_PAGE:_
........

How many volts are they suppose to read when they are fully charged ?

Sometimes I get 1.47 volts and sometimes I get 1.37 volts for a 1.2 volt printed displayed on lablel on the battery.. 
I guess it depends on the brand of the battery and mah ?

Thanks


----------



## zhong (Aug 1, 2010)

*Re: Rechargeable AAA AA batteries*



sobeit said:


> if you are going to go with rechargeable batteries, then stick with the recommended charger for them. Could be a fire hazard if you don't. I had a recharging battery explode years ago when I didn't use the proper charger. No fire just a small mess and heat damage on the table.


What about charger which can charge both Ni-CD and Ni-MH AA AAA 9V Rechargeable Battery Charger sold in E-bay from China. Are they reliable and any good ?

Thanks


----------



## WereBo (Apr 5, 2008)

........

_MATERIAL:_
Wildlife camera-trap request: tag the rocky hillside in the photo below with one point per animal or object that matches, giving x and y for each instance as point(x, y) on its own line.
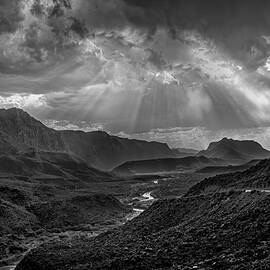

........

_WRITTEN EXERCISE 1:_
Transcribe the battery thread from "## zhong (Aug" to "on the table.".
_WRITTEN EXERCISE 2:_
Pick up the rechargeable battery thread after its last line and continue it.
The material comes from another source and is not part of the battery thread.

_FINAL ANSWER 1:_
## zhong (Aug 1, 2010)

*Re: Rechargeable AAA AA batteries*



sobeit said:


> if you are going to go with rechargeable batteries, then stick with the recommended charger for them. Could be a fire hazard if you don't. I had a recharging battery explode years ago when I didn't use the proper charger. No fire just a small mess and heat damage on the table.

_FINAL ANSWER 2:_
*Re: Rechargeable AAA AA batteries*

Although rather pricey, the '*Powerex C800S*' charger is excellent value for money. It can charge up to 8 AA/AAA batteries, each on it's own charging circuit. An LCD display shows the status of each battery and there's 3 charging-modes: 'Soft' (slow trickle, good for batteries but slow), 'Fast' (shortens battery life but fully charged in less time), 'Condition' (When batteries 'fade' or start to lose capacity, the conditioner will charge, deep-discharge and recharge batteries automatically for maximum rejuvenation).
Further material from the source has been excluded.